▶ **Exercise goal**
Give back one number only: how many lines in the material below contain "speckled".

▶ **The records**

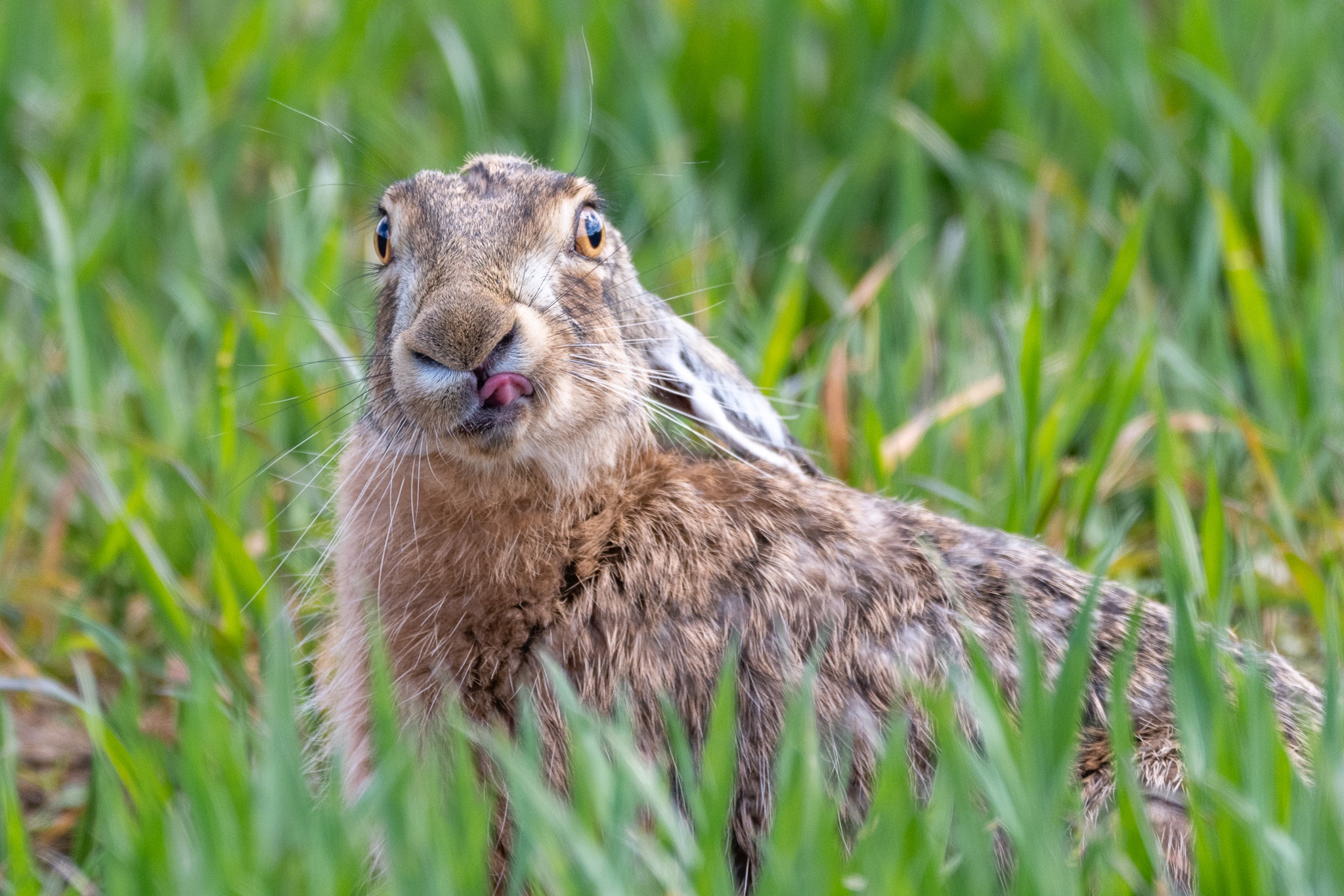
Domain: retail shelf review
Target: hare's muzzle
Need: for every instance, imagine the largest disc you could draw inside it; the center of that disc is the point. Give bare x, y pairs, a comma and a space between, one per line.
503, 390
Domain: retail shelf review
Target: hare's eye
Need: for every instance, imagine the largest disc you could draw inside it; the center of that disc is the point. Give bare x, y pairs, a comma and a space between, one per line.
383, 241
588, 236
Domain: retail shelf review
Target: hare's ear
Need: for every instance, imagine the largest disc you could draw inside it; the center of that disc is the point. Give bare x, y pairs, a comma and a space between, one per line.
694, 377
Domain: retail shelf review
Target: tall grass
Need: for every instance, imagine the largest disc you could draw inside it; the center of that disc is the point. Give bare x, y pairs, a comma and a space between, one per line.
1066, 269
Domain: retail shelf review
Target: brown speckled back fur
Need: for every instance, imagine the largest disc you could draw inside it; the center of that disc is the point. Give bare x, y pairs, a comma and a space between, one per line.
562, 526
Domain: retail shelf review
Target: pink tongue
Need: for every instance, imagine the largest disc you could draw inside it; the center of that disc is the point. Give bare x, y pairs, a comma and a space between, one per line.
504, 389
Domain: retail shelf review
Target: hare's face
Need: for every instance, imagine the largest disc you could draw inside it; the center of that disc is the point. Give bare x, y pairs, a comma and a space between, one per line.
498, 333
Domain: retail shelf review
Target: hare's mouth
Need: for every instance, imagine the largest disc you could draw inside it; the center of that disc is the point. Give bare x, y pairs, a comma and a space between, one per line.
503, 390
500, 399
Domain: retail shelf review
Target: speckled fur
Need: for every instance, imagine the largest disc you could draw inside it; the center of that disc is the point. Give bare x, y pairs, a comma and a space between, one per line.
573, 531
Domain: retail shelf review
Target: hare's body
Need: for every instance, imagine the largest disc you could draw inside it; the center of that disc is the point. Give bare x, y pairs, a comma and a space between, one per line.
485, 545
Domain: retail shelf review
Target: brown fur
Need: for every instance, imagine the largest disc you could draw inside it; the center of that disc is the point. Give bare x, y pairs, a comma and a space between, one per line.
566, 528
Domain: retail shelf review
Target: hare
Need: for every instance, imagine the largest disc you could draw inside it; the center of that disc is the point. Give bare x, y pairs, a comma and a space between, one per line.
507, 496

▶ **Written answer**
2